--- Problem to solve ---
Present each line of the rows below as a numbered list, skipping blank lines and leaving the pictures out.

## BEGIN Records provided

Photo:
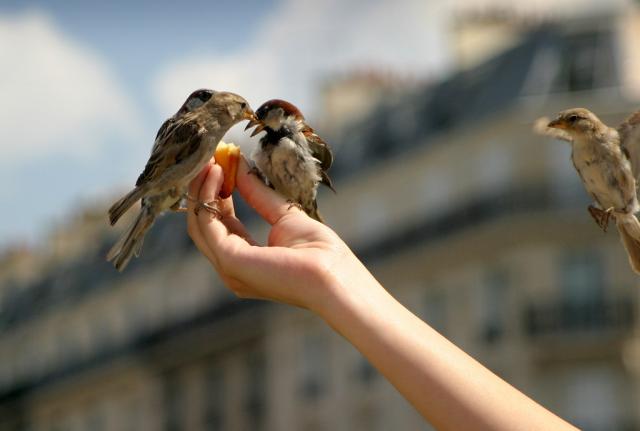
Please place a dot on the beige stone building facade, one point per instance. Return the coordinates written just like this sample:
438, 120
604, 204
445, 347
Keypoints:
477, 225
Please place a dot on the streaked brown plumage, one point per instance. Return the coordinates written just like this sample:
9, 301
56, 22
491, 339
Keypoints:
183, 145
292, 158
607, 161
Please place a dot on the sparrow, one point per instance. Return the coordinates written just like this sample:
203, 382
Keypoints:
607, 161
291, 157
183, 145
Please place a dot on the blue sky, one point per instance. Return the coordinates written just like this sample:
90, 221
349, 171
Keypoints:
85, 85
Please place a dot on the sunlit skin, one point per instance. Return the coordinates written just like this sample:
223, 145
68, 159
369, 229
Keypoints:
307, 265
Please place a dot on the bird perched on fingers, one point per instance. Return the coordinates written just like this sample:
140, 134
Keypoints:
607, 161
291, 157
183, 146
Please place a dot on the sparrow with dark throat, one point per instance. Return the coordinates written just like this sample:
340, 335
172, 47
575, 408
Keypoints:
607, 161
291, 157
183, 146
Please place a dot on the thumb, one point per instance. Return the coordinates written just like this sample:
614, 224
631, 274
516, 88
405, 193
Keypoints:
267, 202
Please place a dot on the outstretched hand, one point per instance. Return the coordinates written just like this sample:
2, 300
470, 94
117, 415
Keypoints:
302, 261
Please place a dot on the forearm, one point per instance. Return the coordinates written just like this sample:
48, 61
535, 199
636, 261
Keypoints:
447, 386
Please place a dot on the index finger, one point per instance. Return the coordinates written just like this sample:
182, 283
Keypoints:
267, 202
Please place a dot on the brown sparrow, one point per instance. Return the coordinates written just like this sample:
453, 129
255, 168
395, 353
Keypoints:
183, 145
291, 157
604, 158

## END Records provided

--- Final result ---
1. Photo:
2. Please place a dot on the beige stone building facade, one point per instance. Return the coordinates written just like this sample:
3. 438, 120
4. 604, 204
5. 445, 347
6. Keypoints:
7. 477, 225
8. Please place a dot on the streaked brown plumage, one point per instance. Return the coordinates written just like this sample:
9. 9, 301
10. 56, 22
11. 491, 339
12. Keypoints:
13. 183, 145
14. 292, 158
15. 607, 161
16. Please place a dot on the sparrow, one point per instance. Return the coordinates written just like this sample:
17. 203, 382
18. Keypoints:
19. 607, 161
20. 291, 157
21. 183, 145
22. Please place a dot on the blue sky, one point per instance. Return the coordinates written just like this sample:
23. 90, 221
24. 349, 171
25. Keypoints:
26. 85, 85
27. Please place a dot on the sunlit skin, one point per instance. Return the coordinates written just like this sample:
28. 223, 145
29. 68, 159
30. 369, 229
31. Keypoints:
32. 307, 265
33. Please place a dot on the bird perched on fingers, one point per instance. Return the coordinates written just like this sample:
34. 140, 134
35. Keypoints:
36. 607, 161
37. 291, 157
38. 183, 146
39. Please place a dot on the sparrow with dark throat, one point per instance. Return the coordinates written just like this sample:
40. 340, 335
41. 172, 47
42. 575, 408
43. Keypoints:
44. 607, 161
45. 291, 157
46. 183, 146
47. Please place a dot on the thumb, one point per instance. Return the coordinates written just like this sample:
48. 614, 224
49. 631, 274
50. 516, 88
51. 405, 193
52. Keypoints:
53. 267, 202
54. Please place a dot on the outstretched hand, one point per instance. Return the coordinates written just like this sample:
55. 2, 300
56. 470, 94
57. 117, 415
58. Keypoints:
59. 302, 261
60. Please place a dot on the forearm, one point per instance. Return the coordinates written just like this sample:
61. 48, 61
62. 535, 199
63. 636, 261
64. Keypoints:
65. 447, 386
66. Please place a dot on the index finger, one point per instance. Return the coordinates written just like this sample:
67. 182, 283
68. Keypoints:
69. 267, 202
70. Please place a dot on the brown sparrow, one point per instance. Return the coordinates written just like this sample:
71. 453, 129
72. 255, 168
73. 395, 353
74. Keypoints:
75. 183, 145
76. 291, 157
77. 604, 158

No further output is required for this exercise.